Your objective »
Copy the lines of the listing below word for word, from the line containing "Where can the woman" through the end of the listing.

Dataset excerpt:
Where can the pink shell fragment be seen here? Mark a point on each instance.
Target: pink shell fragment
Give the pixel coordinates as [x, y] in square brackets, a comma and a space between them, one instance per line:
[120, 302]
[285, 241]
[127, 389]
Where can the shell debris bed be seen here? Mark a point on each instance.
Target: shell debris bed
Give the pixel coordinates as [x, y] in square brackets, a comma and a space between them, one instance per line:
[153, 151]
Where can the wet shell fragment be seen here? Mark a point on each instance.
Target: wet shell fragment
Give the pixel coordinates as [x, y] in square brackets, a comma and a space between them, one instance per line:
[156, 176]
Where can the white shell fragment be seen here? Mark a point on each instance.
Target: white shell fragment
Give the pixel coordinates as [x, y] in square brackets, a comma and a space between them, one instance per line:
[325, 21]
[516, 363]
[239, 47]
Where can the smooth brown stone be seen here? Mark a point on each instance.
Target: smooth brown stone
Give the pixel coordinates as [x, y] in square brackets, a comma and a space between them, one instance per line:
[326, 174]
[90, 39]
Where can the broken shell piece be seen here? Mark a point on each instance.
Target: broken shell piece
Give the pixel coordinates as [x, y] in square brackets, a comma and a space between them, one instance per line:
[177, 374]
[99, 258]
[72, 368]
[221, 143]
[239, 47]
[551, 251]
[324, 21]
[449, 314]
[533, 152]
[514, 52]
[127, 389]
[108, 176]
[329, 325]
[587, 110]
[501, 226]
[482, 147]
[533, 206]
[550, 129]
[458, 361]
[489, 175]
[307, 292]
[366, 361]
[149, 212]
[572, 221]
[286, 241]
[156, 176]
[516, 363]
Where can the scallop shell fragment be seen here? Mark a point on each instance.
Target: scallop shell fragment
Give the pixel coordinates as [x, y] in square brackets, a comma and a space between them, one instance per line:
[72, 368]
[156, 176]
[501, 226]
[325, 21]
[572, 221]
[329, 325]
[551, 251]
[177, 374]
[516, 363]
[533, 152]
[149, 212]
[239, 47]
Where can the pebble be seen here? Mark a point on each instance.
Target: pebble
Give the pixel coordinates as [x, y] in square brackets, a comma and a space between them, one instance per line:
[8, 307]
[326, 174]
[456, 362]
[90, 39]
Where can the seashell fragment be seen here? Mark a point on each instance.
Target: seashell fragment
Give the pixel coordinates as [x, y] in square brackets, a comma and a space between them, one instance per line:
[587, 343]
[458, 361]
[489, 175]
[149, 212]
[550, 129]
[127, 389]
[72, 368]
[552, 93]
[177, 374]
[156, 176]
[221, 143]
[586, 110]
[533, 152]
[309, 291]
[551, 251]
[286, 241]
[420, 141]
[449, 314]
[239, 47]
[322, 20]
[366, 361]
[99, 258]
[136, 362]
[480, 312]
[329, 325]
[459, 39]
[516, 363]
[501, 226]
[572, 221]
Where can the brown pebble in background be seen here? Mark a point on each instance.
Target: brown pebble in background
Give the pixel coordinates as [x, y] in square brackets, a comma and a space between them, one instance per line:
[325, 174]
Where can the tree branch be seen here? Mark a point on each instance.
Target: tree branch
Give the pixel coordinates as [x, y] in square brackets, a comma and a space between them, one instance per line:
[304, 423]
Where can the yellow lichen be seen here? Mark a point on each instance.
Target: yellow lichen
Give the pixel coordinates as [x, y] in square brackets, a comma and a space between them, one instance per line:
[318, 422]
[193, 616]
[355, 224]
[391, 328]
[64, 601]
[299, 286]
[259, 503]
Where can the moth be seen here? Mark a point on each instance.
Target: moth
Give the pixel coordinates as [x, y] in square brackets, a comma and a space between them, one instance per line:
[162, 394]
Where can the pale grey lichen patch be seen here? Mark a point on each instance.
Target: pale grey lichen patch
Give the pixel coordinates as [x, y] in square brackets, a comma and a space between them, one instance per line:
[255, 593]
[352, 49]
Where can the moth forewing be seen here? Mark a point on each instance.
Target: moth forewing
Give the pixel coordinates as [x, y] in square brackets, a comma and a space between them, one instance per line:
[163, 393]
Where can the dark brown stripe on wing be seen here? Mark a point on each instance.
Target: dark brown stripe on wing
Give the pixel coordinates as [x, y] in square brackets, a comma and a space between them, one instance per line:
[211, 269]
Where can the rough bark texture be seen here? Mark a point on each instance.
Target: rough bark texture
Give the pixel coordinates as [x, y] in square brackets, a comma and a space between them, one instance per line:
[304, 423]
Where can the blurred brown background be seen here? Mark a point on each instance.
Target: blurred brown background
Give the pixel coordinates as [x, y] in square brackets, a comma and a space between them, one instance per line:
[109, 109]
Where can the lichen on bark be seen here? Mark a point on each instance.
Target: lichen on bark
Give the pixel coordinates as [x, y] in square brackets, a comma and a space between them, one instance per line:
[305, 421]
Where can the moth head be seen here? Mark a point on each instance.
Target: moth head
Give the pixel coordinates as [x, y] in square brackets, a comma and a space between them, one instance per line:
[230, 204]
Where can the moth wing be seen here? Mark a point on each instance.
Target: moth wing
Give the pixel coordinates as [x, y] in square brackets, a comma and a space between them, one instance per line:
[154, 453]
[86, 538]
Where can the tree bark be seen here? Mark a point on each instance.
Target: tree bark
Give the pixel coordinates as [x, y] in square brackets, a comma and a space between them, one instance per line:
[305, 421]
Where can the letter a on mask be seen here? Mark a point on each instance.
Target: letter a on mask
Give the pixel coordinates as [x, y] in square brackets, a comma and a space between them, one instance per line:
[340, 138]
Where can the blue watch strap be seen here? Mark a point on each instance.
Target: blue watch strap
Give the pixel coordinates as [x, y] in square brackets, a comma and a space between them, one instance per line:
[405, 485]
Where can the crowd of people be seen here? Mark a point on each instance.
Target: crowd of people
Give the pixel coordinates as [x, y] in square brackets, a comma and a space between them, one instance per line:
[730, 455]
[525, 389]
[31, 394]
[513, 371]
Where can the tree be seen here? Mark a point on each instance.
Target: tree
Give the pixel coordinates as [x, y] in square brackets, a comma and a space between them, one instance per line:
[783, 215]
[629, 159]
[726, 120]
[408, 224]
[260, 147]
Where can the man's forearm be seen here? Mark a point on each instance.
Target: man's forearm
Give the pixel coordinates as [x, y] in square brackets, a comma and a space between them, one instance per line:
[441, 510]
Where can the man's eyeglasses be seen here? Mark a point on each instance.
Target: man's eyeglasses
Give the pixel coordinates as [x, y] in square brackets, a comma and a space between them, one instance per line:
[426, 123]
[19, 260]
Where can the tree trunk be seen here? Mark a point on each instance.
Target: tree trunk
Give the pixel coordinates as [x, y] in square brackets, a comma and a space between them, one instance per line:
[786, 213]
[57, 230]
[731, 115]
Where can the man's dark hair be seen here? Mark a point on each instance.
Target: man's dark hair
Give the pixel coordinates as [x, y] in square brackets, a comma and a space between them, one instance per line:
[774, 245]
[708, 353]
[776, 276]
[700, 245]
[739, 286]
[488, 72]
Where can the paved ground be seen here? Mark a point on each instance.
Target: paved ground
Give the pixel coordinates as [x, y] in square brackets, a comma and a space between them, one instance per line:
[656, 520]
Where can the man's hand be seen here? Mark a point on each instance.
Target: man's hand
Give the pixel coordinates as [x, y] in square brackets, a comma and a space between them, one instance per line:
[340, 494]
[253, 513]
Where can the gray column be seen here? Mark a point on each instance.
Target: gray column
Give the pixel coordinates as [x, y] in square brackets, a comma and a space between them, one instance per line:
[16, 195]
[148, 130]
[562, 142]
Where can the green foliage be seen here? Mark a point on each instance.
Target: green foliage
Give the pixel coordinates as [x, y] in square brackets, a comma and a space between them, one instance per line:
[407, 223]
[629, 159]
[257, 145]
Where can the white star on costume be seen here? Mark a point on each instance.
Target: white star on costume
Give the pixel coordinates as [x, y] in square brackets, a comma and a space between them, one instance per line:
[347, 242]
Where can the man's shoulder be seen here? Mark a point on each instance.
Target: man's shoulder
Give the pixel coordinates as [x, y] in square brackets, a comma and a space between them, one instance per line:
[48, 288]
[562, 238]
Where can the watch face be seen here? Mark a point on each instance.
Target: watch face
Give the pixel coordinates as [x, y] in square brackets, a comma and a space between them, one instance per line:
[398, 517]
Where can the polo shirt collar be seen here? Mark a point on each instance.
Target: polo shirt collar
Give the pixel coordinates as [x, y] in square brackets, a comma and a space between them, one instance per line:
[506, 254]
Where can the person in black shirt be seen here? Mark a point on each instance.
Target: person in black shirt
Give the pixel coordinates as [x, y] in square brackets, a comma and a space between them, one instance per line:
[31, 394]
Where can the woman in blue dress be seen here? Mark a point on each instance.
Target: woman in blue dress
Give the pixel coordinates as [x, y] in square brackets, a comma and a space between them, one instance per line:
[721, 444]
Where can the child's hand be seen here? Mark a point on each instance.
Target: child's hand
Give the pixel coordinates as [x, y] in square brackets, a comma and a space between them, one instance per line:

Task answer »
Where can the woman in blue dress be seen here? Mark a point on each instance.
Target: woman in blue dress
Give the pixel coordinates as [x, y] in square brackets, a comma and a space between them, one instance per line:
[721, 444]
Where can the child's hand be seen here? Mark a point on each instance.
Target: child's hand
Give the pixel coordinates as [x, y] in square brackets, a comma and a space between them, one instance per line:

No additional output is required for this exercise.